§ Problem to solve
Begin at the line containing "Where can you see the green rope knot?" in the data below and go on through the line containing "Where can you see the white fur", repeating each line exactly; include both ends and no other line.

§ Input data
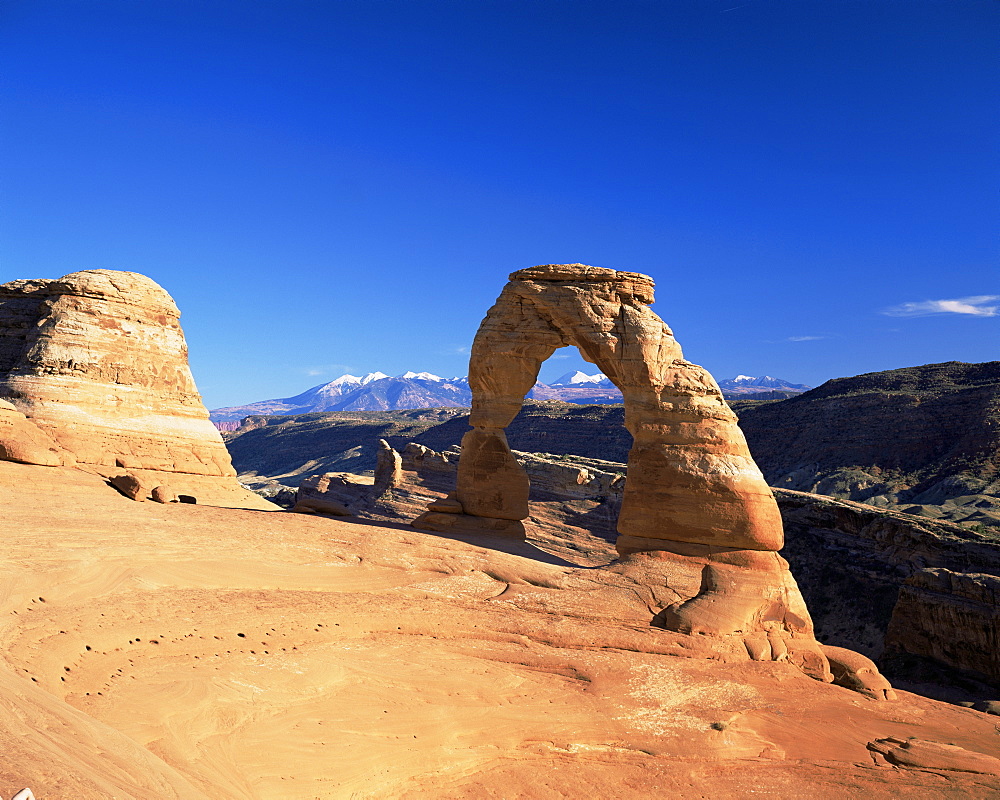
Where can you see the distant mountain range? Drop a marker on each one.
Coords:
(377, 391)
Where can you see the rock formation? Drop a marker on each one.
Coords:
(94, 373)
(694, 496)
(687, 452)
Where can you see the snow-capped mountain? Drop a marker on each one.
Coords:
(747, 384)
(377, 391)
(578, 378)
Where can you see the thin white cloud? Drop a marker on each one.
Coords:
(974, 306)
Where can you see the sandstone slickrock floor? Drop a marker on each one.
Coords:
(158, 651)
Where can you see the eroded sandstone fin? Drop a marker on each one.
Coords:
(693, 491)
(94, 373)
(691, 476)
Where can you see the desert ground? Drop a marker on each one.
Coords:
(157, 651)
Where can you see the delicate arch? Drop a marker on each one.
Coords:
(690, 475)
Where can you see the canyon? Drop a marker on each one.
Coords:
(220, 647)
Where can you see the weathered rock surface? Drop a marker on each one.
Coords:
(194, 652)
(924, 439)
(951, 617)
(688, 453)
(852, 562)
(97, 364)
(694, 497)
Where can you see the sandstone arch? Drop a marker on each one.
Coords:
(691, 478)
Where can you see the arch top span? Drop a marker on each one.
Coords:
(691, 478)
(693, 500)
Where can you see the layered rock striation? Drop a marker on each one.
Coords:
(695, 502)
(94, 373)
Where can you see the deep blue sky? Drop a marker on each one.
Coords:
(344, 185)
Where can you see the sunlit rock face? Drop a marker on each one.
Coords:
(97, 362)
(694, 499)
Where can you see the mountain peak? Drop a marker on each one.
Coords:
(577, 378)
(422, 376)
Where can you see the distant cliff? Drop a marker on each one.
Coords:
(920, 439)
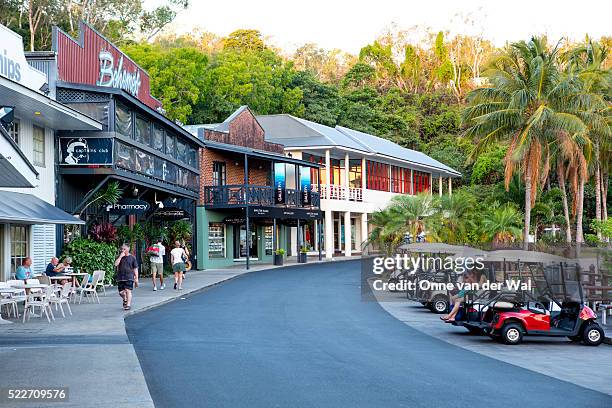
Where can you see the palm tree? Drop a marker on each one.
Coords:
(526, 105)
(501, 224)
(454, 217)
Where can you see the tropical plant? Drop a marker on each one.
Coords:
(528, 104)
(104, 232)
(501, 224)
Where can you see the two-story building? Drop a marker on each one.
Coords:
(253, 198)
(360, 175)
(29, 121)
(153, 159)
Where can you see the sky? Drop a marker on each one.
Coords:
(349, 25)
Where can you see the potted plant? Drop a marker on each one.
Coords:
(278, 256)
(303, 255)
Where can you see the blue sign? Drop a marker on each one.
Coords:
(279, 183)
(305, 185)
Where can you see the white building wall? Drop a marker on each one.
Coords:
(42, 237)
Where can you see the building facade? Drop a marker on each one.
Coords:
(29, 121)
(361, 174)
(253, 199)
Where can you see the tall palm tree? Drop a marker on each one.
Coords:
(527, 104)
(501, 224)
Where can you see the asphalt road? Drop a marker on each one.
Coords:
(302, 337)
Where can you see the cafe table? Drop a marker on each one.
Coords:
(10, 291)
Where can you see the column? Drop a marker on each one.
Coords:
(329, 234)
(327, 173)
(364, 228)
(347, 233)
(346, 178)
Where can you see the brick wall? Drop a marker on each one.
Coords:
(258, 169)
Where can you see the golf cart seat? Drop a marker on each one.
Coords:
(501, 305)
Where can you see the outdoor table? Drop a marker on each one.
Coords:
(10, 291)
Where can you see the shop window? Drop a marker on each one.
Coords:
(13, 130)
(219, 174)
(268, 232)
(143, 131)
(19, 245)
(158, 138)
(170, 145)
(125, 156)
(38, 158)
(216, 240)
(123, 120)
(144, 163)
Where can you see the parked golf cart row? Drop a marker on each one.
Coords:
(553, 306)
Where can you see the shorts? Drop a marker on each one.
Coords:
(178, 267)
(123, 285)
(157, 268)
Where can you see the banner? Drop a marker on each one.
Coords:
(305, 185)
(86, 151)
(279, 183)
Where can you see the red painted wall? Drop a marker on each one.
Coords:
(78, 61)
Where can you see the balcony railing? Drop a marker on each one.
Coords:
(239, 195)
(338, 192)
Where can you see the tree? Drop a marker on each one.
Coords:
(527, 105)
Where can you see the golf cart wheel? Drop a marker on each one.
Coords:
(592, 335)
(512, 333)
(439, 305)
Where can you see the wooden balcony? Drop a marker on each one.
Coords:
(238, 195)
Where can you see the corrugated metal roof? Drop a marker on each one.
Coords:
(386, 147)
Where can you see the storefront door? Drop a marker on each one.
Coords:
(240, 244)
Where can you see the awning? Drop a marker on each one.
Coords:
(43, 110)
(29, 209)
(15, 169)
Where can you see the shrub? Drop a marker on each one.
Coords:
(89, 255)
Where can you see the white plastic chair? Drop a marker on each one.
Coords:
(62, 298)
(90, 288)
(101, 281)
(41, 300)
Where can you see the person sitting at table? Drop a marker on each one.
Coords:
(24, 271)
(54, 268)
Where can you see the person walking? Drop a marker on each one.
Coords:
(127, 275)
(178, 257)
(157, 265)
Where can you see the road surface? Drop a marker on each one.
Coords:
(302, 337)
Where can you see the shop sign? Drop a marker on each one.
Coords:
(86, 151)
(128, 206)
(305, 185)
(171, 213)
(279, 183)
(13, 64)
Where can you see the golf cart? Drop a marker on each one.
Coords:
(554, 306)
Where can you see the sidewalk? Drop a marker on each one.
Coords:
(588, 367)
(90, 352)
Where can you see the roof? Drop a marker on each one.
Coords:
(29, 209)
(296, 132)
(257, 153)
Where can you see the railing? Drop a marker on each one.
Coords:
(338, 192)
(239, 194)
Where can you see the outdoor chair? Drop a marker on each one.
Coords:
(62, 298)
(40, 299)
(90, 288)
(76, 290)
(101, 281)
(7, 300)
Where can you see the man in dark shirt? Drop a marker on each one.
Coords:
(127, 274)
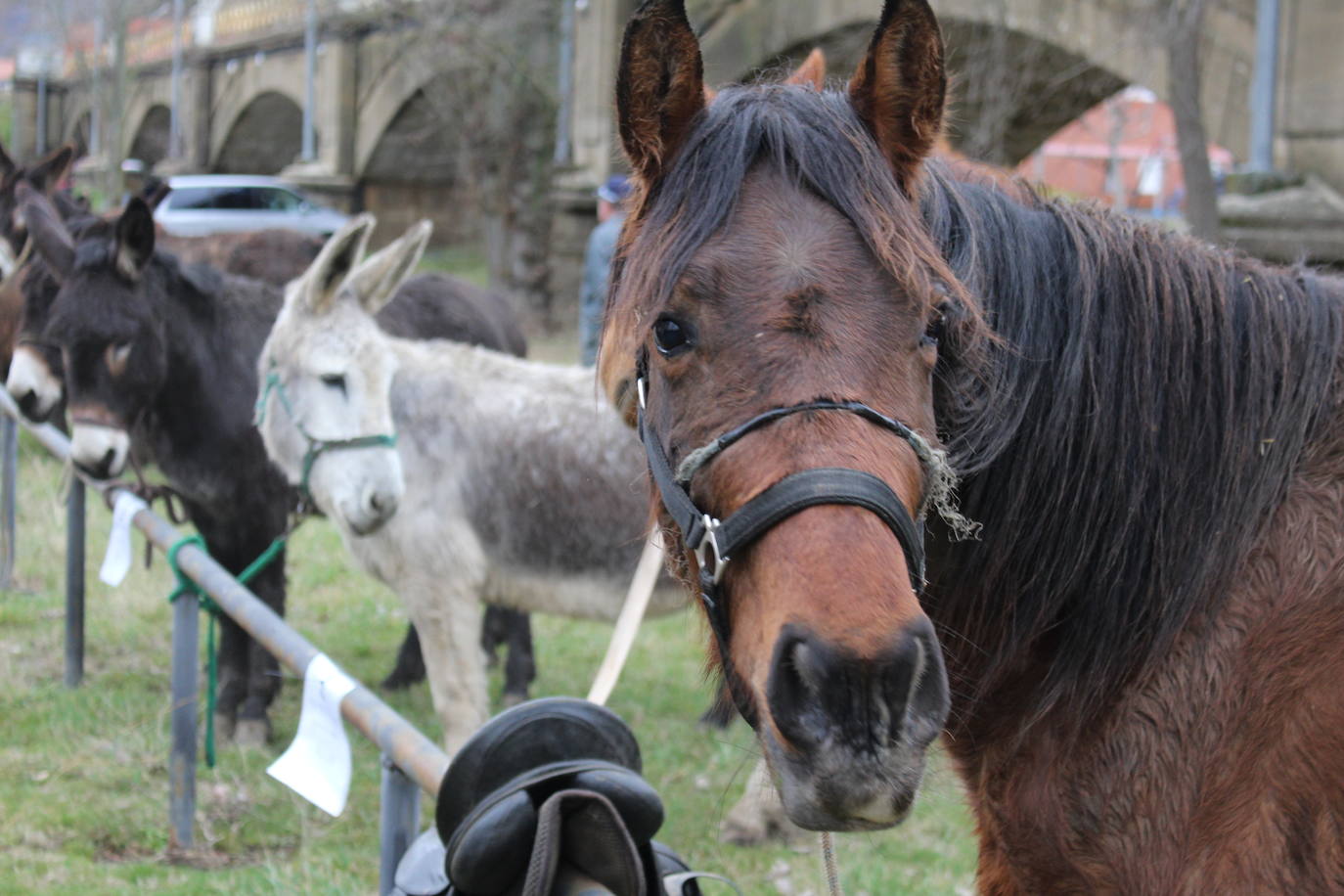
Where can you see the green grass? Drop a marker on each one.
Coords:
(463, 259)
(82, 773)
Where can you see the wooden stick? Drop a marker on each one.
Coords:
(628, 623)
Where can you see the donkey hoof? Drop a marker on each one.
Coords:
(252, 733)
(225, 729)
(399, 680)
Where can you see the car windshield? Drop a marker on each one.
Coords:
(276, 199)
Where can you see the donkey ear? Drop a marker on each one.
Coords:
(658, 85)
(377, 280)
(46, 230)
(812, 72)
(155, 194)
(335, 262)
(901, 85)
(135, 238)
(53, 169)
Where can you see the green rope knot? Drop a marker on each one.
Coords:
(187, 586)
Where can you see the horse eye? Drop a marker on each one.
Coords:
(671, 336)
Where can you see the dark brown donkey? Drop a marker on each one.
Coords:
(164, 355)
(1143, 647)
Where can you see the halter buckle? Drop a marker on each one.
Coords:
(708, 539)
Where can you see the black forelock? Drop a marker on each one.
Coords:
(812, 137)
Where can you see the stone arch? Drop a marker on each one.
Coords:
(412, 171)
(150, 139)
(1102, 45)
(262, 137)
(81, 132)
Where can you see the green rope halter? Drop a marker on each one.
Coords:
(316, 446)
(186, 585)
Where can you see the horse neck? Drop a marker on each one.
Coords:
(1133, 366)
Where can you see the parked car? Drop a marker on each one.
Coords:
(202, 204)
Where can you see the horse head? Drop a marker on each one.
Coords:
(781, 310)
(326, 374)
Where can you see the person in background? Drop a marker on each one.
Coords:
(597, 262)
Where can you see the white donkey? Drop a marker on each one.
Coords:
(456, 474)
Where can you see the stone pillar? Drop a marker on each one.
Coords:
(331, 176)
(1311, 112)
(596, 151)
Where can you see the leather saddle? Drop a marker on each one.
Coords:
(547, 799)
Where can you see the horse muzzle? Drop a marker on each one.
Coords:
(847, 735)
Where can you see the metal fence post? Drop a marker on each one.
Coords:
(74, 583)
(8, 497)
(182, 760)
(398, 821)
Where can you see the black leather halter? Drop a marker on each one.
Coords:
(703, 533)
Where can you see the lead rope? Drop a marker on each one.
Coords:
(829, 860)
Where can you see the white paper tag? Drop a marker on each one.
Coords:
(115, 561)
(316, 765)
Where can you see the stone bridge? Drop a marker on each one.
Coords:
(376, 125)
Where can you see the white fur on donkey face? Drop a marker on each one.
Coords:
(32, 384)
(335, 371)
(337, 391)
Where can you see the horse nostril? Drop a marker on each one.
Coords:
(822, 694)
(794, 691)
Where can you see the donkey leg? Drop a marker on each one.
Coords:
(410, 664)
(232, 670)
(263, 676)
(520, 668)
(449, 625)
(759, 816)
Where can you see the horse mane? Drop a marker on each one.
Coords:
(811, 136)
(1128, 405)
(1125, 435)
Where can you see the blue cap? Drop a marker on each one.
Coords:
(615, 188)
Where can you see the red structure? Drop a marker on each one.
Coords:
(1121, 152)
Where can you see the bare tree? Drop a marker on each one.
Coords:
(1185, 21)
(491, 82)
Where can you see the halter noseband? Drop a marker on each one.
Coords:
(701, 532)
(316, 446)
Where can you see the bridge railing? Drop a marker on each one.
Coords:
(412, 762)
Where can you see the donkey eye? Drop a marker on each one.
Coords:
(115, 357)
(671, 336)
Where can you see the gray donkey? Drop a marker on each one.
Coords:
(456, 475)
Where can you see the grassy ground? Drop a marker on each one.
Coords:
(83, 781)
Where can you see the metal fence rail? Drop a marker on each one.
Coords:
(410, 759)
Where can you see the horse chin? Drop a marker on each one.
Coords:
(845, 791)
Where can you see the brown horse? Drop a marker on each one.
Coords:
(1142, 647)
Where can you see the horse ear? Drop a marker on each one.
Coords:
(658, 85)
(812, 72)
(51, 169)
(335, 262)
(46, 230)
(377, 280)
(135, 238)
(901, 86)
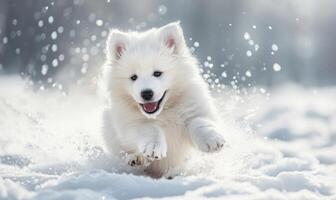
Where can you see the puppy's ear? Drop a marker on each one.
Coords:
(172, 37)
(116, 45)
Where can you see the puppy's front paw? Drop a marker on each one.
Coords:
(135, 160)
(208, 140)
(154, 151)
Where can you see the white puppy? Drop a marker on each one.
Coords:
(159, 104)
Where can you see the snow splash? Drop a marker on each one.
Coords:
(51, 148)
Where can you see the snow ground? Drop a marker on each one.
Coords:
(283, 148)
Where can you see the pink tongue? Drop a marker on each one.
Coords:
(150, 107)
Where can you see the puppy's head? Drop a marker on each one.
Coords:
(144, 65)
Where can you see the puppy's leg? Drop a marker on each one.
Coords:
(143, 144)
(136, 160)
(205, 135)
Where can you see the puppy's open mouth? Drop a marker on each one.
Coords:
(152, 107)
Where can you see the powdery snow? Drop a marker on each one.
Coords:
(283, 148)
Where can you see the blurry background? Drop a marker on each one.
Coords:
(242, 43)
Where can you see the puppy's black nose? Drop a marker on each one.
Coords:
(147, 94)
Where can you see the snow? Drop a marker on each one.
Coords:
(276, 67)
(281, 148)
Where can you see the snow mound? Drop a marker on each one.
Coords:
(51, 148)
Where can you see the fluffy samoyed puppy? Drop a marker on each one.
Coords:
(159, 105)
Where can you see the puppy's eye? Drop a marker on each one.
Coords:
(157, 73)
(134, 77)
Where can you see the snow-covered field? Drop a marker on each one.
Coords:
(281, 148)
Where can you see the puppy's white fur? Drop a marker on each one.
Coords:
(157, 142)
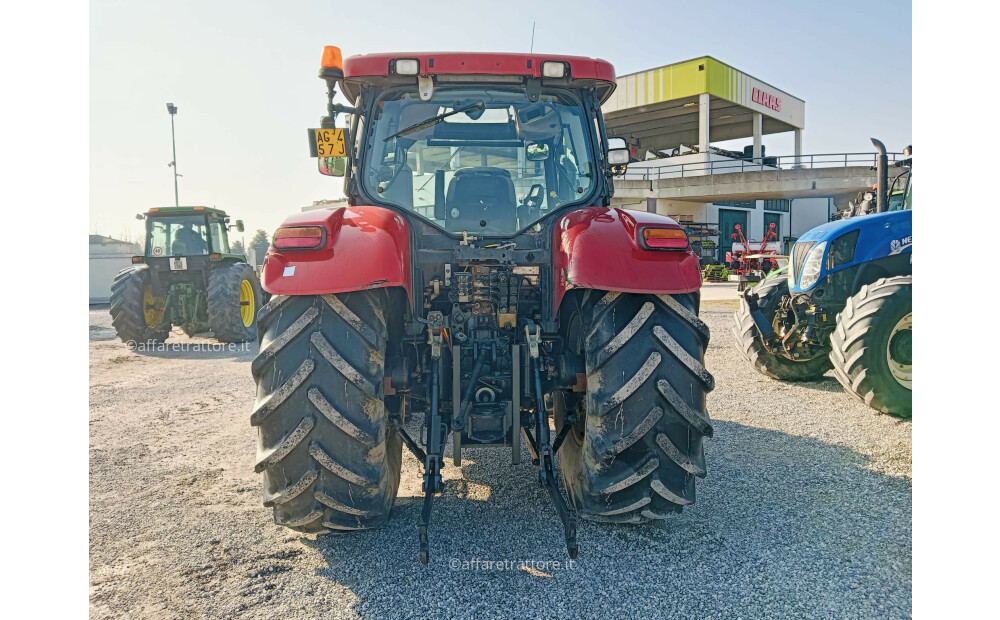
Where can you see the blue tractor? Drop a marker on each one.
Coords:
(847, 303)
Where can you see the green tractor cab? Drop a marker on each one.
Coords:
(186, 277)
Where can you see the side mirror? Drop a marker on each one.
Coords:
(536, 151)
(332, 166)
(618, 153)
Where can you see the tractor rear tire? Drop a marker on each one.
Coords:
(873, 343)
(131, 292)
(769, 294)
(234, 300)
(330, 459)
(639, 449)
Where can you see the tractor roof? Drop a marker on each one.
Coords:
(479, 63)
(185, 211)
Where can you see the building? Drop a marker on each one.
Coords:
(107, 257)
(671, 115)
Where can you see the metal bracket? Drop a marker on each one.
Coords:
(532, 333)
(425, 84)
(435, 338)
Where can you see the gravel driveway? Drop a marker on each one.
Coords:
(805, 512)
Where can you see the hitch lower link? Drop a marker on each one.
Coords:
(539, 446)
(543, 450)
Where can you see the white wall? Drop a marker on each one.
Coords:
(809, 213)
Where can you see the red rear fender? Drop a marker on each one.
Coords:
(364, 247)
(598, 248)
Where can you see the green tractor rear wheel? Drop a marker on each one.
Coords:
(234, 299)
(135, 313)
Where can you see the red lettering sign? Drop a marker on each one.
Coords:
(766, 99)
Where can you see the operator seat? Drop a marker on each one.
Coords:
(478, 195)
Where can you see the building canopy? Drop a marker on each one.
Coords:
(659, 109)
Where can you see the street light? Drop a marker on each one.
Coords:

§ Solution to this task
Where can you see the green rope knot? Drop a marker on each one.
Coords:
(187, 586)
Where can you see the horse eye? Drop a marker on each one.
Coords:
(671, 336)
Where can you see the dark brown donkey? Drop a marker on each one.
Coords:
(164, 355)
(1143, 647)
Where can you see the halter buckle? Drop a marker on each one.
Coords:
(708, 539)
Where can you see the black forelock? Drop a marker on each one.
Coords:
(812, 137)
Where can you see the stone arch? Drop a marker on each one.
Coords:
(412, 171)
(150, 139)
(1102, 45)
(262, 137)
(81, 132)
Where can you see the green rope halter? Drop a marker on each one.
Coords:
(316, 446)
(186, 585)
Where can you see the horse neck? Drop a marker on each one.
Coords:
(1133, 366)
Where can you see the parked car? Drop a marker on each one.
Coords:
(202, 204)
Where can you see the horse head? Drop a marker on each one.
Coords:
(781, 310)
(326, 374)
Where can you see the person in background? Drop a marker on each one.
Coords:
(597, 262)
Where can you see the white donkey? Drop a marker on each one.
Coords:
(456, 474)
Where can you see the stone pillar? Drop a marker on each one.
Coords:
(331, 176)
(1311, 112)
(596, 151)
Where can you see the leather saddle? Drop a marker on each one.
Coords:
(547, 799)
Where can you see the horse muzzle? Drop a marker on each one.
Coords:
(847, 735)
Where can you see the metal fence post? Drop a marker on each one.
Coords:
(74, 583)
(8, 497)
(182, 760)
(398, 821)
Where can you see the black leather halter? Drop a marker on each one.
Coords:
(703, 533)
Where can you see the lead rope? Drop a marker on each one.
Coords:
(829, 860)
Where can you see the white paper tag? Drop a marker on each one.
Coords:
(115, 561)
(316, 765)
Where can you see the stone bridge? Drop a marker on each one.
Coords:
(376, 125)
Where can you see the white fur on donkey face? Drop a marker on each one.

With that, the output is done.